* START EXCERPTED TEXT *

# Backup utility as mindless as OS X Time Machine?



## mikepwagner (Nov 18, 2016)

My wide is a bit of a Luddite, and has been insisting on using our very old iMac - I think it's a 2004.

Last night the old iMac became unresponsive.

My wife wasn't sure she really needed any files, but she didn't like the idea of losing them.

I was looking at the computer, and I saw a USB hard drive sitting next to the UPS. I recalled that when I first got that machine, I bought the hard drive, and I'd plugged the drive in and Apple had asked, if I had wanted to use the drive for Time Machine, and I had said yes.

I plugged the drive in, and it had backed up Kate's files faithfully every day - including last night at midnight. So I was able to move all of her files to a newer MacBook Air.

Kudos to Apple for making backup so mindless that I had plugged a drive in a decade ago, said "yes" to Time Machine, and never thought about again. I haven't used that iMac in years.

Is there a simple mindless backup tool for FreeBSD?

I know that I could write cron job or something like that, I just wonder if there is a tool as simple to use - and forget - as Time Machine.


----------



## kpa (Nov 18, 2016)

No such thing really, at least not as easy to use. Closest to Time Machine is ZFS snapshots with some manual management. Apple's TM uses a similar system that only stores the differences between each successive backup in a similar way that ZFS stores only the differences between the snapshots and the live filesystem using copy-on-write method.


----------



## wblock@ (Nov 18, 2016)

sysutils/rsnapshot.  Although you do have to configure it to back up the directories wanted.


----------



## sko (Nov 20, 2016)

AMANDA can also work with ZFS snapshots. A combination of local snapshots (cronjobs for weekly/daily/hourly/10-minutes snapshots) and AMANDA sending the daylies to an external pool is what I'm using for my desktop machines.

The nice thing with AMANDA: small setups are running in <5 minutes but its also extremely flexible and can easily handle backups for a whole production network over multiple sites, to multiple backup targets (local disks, NAS, tapes/libraries, S3 etc pp) and for the weirdest backup cycles anyone could come up...
Yes, it has to be set up manually, but it's really a "fire and forget" task.


For a native, ZFS-oriented tool with GUI you might want to look at the sysutils/life-preserver from PC-BSD/TrueOS. It offers local/remote ZFS replication for backups with just a few klicks, which covers the basic needs for a single desktop machine. Otherwise it is (was) relatively limited at the GUI level.


----------



## ANOKNUSA (Nov 20, 2016)

* END EXCERPTED TEXT *
* START DATA EXCERPTS *

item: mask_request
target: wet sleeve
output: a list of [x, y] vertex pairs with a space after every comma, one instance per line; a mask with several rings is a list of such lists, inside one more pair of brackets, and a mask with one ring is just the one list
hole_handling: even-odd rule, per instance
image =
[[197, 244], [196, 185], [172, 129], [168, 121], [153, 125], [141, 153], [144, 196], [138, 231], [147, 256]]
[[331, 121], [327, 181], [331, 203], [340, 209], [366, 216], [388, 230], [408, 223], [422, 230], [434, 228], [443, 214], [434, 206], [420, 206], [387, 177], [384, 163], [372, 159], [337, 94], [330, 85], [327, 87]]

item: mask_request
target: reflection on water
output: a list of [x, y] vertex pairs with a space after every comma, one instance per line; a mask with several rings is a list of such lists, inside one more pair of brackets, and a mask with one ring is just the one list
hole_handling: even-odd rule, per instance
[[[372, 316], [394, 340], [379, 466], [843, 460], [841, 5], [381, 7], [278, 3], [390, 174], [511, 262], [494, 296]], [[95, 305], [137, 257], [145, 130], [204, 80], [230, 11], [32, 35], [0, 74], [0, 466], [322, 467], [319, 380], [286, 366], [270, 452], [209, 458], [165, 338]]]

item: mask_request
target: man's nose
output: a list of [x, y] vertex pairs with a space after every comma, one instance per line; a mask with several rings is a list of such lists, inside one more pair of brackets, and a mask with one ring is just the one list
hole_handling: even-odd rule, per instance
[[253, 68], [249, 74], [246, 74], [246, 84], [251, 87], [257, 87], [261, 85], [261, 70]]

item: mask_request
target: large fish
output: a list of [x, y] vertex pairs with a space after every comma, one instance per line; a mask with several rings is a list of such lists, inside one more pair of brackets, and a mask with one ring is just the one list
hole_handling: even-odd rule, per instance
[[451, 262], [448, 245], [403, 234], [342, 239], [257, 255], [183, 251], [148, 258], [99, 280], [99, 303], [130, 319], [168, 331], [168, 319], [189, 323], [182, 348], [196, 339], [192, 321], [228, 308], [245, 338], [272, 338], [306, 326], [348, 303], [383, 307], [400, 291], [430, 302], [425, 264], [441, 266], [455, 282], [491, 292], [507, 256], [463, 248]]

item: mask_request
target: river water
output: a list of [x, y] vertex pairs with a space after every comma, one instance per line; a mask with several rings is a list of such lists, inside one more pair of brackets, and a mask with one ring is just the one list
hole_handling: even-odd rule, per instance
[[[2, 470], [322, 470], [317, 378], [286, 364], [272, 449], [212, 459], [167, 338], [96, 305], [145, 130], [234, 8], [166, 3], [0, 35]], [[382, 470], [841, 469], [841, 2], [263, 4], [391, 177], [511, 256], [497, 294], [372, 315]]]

* END DATA EXCERPTS *

TASK DETAILS -
Reproduce the passage of the backup tools thread above that opens with the words "Kudos to Apple" and closes with "iMac in years.".

RESPONSE -
Kudos to Apple for making backup so mindless that I had plugged a drive in a decade ago, said "yes" to Time Machine, and never thought about again. I haven't used that iMac in years.